- _Exercise directions_
Answer these questions using the article on youth football in Illinois:
1. Who sponsored the bill to ban youth football for Illinois kids under 12?
2. How far did that bill get before it died?
3. What must an official do after sending a player out of a game for showing concussion symptoms?

- _Passage to read_
__________

For many people, the return of fall is marked with crashing shoulder pads and Friday night lights. Football season is back. But in Illinois, there is something else in the air this year.
This is the first football season since legislation was proposed banning youth football for Illinois kids under 12 years old. The bill, sponsored by Representative Carol Sente, roused debate from parents and legislators about safety and parent’s rights. It passed in committee, but died before reaching the floor. Rep. Sente said parents “need more time to absorb the evidence.”
In the past few years, bodies like the Illinois High School Association have made numerous policy changes to reduce concussions in football. Among the changes was capping the amount of games athletes can play in a week and tweaking in-season contact protocols for practices. They also worked to make sure officials can recognize concussions and pull kids out of the game to be looked over by medical staff.
"Anytime an official sends a player out of the game for displaying those type of symptoms, the official is required to submit a report through our website that tells us," said Sam Know, assistant executive director at the IHSA. "And then we forward that to the school so everybody is aware of what happened."

__________

Dataset entries:
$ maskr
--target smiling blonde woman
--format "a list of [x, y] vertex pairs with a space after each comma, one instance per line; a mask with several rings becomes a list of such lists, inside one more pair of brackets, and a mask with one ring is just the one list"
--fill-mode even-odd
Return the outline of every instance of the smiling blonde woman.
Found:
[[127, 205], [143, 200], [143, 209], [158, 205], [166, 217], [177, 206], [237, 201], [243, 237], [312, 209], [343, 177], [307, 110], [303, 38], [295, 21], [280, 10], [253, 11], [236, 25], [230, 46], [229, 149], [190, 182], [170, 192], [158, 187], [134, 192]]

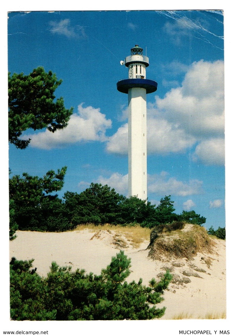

__________

- _Task solution_
1. Representative Carol Sente.
2. It passed in committee but died before reaching the floor.
3. The official must submit a report through the IHSA website.